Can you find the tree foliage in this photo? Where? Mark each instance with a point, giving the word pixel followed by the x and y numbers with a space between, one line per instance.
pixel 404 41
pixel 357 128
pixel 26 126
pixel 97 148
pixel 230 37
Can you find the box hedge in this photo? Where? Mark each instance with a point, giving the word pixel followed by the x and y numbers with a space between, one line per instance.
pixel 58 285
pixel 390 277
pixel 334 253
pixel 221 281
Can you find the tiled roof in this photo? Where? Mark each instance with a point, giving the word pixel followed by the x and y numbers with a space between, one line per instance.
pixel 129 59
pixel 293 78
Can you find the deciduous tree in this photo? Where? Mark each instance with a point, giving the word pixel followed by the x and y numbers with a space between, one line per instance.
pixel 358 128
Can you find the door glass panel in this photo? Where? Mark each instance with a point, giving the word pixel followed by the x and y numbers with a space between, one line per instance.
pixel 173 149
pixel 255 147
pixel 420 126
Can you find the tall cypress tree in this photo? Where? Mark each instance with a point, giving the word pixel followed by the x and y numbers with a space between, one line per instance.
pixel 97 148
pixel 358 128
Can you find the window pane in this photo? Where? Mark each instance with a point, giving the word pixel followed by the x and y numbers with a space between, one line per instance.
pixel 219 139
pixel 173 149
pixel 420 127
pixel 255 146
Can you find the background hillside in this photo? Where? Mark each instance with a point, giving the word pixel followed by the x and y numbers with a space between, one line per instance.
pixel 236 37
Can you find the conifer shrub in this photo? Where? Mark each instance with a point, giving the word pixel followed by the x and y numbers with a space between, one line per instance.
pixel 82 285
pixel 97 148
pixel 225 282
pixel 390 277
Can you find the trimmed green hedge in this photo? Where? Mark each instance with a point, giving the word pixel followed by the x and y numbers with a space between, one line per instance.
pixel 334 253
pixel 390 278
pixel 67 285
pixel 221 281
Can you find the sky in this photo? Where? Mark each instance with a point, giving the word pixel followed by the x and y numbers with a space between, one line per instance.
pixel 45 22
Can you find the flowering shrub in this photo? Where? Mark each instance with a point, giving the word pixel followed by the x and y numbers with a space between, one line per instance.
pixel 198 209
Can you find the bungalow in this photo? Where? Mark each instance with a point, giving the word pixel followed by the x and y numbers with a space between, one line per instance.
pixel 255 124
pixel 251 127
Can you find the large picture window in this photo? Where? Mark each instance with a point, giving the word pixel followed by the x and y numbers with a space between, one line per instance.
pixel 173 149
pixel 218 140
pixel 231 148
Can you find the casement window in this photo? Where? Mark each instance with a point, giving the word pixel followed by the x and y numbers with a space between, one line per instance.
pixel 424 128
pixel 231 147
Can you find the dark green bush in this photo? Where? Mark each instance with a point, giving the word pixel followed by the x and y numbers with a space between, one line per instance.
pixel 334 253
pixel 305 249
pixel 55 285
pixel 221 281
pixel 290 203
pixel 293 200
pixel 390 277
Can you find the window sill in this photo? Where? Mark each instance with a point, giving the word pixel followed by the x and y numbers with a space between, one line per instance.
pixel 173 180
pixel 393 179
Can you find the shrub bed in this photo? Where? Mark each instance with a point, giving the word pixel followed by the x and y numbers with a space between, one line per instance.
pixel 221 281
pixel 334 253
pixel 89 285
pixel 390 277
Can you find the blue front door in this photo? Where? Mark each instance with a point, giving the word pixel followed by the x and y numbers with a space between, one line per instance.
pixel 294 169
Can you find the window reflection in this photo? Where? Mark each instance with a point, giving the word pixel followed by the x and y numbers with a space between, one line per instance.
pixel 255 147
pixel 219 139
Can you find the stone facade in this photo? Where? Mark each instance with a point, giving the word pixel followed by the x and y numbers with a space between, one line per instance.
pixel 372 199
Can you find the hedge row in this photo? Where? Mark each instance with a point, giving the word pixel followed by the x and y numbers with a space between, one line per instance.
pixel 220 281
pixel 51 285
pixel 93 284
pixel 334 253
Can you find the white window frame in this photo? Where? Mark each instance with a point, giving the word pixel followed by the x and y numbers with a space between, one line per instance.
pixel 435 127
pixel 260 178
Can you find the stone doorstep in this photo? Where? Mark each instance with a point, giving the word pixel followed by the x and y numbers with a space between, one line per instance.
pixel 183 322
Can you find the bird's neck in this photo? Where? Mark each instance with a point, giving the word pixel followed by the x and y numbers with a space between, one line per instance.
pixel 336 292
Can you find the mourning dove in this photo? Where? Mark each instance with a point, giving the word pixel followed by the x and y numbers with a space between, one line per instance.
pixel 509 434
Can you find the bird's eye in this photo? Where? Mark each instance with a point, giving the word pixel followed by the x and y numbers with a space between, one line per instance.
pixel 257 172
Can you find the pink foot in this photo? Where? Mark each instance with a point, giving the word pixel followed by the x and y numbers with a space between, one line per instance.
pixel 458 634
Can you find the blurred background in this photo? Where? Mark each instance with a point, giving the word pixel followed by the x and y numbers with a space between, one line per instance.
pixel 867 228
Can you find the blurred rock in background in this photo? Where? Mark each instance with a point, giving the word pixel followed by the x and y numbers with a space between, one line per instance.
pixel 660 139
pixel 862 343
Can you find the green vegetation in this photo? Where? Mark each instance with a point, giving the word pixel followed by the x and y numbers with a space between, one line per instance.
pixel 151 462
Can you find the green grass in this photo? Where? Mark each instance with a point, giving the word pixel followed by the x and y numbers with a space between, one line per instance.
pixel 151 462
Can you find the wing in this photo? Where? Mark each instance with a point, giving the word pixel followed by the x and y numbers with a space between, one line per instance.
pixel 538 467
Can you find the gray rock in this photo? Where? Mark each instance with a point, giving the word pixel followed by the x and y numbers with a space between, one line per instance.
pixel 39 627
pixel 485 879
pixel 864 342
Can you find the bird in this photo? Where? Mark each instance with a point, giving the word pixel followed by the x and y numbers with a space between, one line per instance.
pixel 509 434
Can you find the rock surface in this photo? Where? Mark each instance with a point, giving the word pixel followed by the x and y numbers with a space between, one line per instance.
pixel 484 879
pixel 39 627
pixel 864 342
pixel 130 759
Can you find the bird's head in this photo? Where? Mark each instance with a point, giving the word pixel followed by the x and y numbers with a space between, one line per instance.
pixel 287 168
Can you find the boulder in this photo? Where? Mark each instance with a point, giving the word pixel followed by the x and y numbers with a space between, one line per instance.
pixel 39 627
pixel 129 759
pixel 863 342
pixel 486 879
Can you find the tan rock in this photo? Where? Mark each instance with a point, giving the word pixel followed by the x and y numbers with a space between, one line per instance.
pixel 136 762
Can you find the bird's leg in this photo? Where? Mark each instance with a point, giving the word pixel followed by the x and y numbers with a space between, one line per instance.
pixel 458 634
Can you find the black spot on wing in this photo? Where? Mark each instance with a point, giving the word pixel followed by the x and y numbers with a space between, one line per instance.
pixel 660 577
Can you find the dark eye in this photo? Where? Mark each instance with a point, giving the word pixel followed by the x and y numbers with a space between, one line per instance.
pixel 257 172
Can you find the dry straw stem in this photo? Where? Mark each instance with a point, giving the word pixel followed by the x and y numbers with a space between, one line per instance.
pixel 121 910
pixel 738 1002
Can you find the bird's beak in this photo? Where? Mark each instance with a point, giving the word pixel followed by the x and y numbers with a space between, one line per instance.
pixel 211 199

» Instructions for the task:
Take the stretch of the listing from the line containing "Can you find the large" through the line containing "pixel 294 169" and write it out again, replacing "dark green bush" with "dark green shrub" and leaving everything else unchanged.

» Result of this task:
Can you find the large picture window in this photo? Where? Mark each instance with a point, giving the word pixel followed by the x and y numbers with a space between, one line per instance.
pixel 173 149
pixel 218 140
pixel 231 148
Can you find the casement window in this photo? Where? Mark each instance with a point, giving the word pixel followed by the x and y numbers with a space between, one line per instance.
pixel 424 128
pixel 231 147
Can you find the dark green shrub in this photo? Where? Mark each instance with a point, giving the word pixel followed by the x and y numbers with a space between, one line per instance.
pixel 334 253
pixel 305 249
pixel 55 285
pixel 221 281
pixel 290 203
pixel 293 200
pixel 390 277
Can you find the window sill in this photo? Where? Mark each instance with a point, giving the word pixel followed by the x and y numbers with a space between, one line per instance.
pixel 173 180
pixel 393 179
Can you find the shrub bed in this photo? Where? Mark each instance with a point, giving the word pixel followed by the x and y numbers with a space between, one line per instance.
pixel 221 281
pixel 334 253
pixel 89 285
pixel 390 277
Can you find the blue front door in this photo? Where? Mark each instance with a point, giving the word pixel followed by the x and y numbers with a space between, one line per instance.
pixel 294 169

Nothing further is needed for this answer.